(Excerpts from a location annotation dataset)
(begin)

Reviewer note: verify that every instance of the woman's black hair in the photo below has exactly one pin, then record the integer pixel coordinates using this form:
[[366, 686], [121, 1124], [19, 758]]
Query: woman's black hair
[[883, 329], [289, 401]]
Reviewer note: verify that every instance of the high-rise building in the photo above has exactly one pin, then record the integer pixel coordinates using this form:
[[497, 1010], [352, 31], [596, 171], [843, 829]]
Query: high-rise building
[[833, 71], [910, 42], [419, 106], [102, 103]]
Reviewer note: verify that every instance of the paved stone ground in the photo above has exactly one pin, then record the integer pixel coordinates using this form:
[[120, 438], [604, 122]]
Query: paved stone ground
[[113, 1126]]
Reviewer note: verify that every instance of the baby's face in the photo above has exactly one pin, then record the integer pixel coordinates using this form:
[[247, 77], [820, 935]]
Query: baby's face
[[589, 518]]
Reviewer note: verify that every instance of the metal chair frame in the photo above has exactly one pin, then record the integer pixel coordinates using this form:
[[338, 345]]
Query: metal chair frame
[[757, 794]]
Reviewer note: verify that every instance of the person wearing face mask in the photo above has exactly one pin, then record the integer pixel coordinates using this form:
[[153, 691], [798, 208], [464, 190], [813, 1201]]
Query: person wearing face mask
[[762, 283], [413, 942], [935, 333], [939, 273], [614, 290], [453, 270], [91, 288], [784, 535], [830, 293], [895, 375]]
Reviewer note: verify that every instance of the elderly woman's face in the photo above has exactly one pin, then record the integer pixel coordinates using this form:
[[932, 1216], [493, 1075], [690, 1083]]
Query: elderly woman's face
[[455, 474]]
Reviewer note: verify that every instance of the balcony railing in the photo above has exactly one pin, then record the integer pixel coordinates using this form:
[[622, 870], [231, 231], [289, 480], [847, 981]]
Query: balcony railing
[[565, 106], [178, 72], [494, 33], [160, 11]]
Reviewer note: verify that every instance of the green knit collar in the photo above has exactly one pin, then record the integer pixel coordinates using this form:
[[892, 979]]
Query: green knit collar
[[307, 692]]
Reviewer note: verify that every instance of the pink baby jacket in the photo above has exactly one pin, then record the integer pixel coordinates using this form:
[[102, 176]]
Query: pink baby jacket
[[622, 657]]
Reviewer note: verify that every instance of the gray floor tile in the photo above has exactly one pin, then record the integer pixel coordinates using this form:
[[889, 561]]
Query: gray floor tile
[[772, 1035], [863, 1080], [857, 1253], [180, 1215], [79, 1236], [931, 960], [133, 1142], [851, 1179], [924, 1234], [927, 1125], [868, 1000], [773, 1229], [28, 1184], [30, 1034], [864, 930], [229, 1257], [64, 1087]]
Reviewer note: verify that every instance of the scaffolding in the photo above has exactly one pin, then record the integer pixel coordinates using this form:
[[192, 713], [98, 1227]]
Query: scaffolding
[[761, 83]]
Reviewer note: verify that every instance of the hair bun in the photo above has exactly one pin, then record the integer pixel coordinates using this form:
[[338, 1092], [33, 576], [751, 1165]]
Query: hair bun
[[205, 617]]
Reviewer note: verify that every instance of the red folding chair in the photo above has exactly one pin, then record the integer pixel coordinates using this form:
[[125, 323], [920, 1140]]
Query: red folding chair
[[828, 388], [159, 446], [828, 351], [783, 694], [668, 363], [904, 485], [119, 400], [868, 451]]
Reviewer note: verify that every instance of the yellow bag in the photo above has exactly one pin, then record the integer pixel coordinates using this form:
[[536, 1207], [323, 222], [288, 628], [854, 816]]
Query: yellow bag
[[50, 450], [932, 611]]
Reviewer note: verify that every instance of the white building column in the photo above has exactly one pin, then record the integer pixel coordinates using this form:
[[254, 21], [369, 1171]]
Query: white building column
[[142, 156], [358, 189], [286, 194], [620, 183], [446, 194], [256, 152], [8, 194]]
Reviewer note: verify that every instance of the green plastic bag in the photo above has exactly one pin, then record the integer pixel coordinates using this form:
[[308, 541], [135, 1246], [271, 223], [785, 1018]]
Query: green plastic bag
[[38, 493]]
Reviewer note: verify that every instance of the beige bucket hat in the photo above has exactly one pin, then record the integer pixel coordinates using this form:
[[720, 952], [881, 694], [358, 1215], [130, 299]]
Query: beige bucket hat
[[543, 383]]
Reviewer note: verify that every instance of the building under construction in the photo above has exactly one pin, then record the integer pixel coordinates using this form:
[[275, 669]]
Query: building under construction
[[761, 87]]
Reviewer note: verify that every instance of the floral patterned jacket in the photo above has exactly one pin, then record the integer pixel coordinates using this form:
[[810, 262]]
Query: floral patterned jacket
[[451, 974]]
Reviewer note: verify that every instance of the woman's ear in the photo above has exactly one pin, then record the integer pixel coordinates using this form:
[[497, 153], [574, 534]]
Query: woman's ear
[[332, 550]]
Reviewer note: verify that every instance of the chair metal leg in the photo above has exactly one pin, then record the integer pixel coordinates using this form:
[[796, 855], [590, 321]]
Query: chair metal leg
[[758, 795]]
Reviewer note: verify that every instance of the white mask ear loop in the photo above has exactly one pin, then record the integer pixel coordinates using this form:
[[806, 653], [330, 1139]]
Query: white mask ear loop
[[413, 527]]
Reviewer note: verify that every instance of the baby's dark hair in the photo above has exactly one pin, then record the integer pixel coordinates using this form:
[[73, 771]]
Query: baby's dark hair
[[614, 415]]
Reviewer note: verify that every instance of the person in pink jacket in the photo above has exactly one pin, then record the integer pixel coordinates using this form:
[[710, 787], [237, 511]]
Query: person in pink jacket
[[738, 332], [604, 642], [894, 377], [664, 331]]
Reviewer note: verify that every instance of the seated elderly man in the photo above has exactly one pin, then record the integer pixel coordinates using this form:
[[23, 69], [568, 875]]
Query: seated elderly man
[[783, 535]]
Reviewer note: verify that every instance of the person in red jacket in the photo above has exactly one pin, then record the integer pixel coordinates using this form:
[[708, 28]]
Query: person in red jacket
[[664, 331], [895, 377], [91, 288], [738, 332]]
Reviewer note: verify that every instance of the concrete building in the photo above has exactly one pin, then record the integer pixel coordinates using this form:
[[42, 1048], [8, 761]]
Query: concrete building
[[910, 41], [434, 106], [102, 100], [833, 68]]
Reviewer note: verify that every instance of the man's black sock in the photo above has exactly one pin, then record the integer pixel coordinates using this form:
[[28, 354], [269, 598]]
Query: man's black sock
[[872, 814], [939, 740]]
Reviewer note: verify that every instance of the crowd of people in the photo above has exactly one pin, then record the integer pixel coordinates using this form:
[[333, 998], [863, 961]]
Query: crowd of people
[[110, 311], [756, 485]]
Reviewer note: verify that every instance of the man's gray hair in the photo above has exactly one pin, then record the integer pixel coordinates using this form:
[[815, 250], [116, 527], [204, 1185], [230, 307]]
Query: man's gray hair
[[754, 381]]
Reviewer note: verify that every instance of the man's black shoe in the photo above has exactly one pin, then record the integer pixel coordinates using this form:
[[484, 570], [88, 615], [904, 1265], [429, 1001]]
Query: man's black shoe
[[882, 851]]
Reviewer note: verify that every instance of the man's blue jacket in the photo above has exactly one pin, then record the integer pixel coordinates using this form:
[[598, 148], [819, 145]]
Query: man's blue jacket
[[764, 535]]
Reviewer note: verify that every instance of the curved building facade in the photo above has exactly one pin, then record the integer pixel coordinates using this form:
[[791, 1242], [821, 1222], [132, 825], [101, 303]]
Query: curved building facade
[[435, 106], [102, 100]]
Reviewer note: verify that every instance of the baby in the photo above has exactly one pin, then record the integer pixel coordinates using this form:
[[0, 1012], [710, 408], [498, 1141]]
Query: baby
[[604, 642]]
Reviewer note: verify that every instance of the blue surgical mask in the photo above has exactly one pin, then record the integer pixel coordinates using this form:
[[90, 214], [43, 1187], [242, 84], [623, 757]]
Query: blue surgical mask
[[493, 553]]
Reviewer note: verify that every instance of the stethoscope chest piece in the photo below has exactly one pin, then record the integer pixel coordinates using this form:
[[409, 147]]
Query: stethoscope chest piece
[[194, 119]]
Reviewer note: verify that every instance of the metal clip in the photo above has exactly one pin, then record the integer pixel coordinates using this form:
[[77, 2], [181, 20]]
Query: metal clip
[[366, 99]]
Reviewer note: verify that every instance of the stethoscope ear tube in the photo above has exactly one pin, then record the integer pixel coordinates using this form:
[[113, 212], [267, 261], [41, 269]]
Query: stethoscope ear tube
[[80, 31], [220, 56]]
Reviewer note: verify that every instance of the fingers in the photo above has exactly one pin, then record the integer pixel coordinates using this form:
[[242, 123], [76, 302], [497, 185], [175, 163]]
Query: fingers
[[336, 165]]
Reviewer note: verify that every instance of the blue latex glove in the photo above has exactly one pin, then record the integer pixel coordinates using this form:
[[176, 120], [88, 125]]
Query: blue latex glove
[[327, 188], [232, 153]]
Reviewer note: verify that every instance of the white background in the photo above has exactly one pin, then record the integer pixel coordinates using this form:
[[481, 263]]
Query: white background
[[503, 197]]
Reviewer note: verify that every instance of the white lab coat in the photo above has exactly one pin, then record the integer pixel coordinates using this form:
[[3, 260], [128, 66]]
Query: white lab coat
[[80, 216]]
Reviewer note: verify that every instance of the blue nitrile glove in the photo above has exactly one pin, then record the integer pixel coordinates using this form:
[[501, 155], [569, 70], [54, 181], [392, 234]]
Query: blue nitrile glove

(end)

▶ **Problem to work on**: Render the lines from the one with "Reviewer note: verify that every instance of the beige" through the one with "[[543, 383]]", both included, as a numbered list. Omit any blank lines.

▶ **Complete response**:
1. Reviewer note: verify that every instance of the beige bucket hat in the photo above has exactly one pin, then record the integer pixel coordinates using this form:
2. [[720, 952], [881, 694], [358, 1215], [130, 299]]
3. Query: beige bucket hat
4. [[543, 383]]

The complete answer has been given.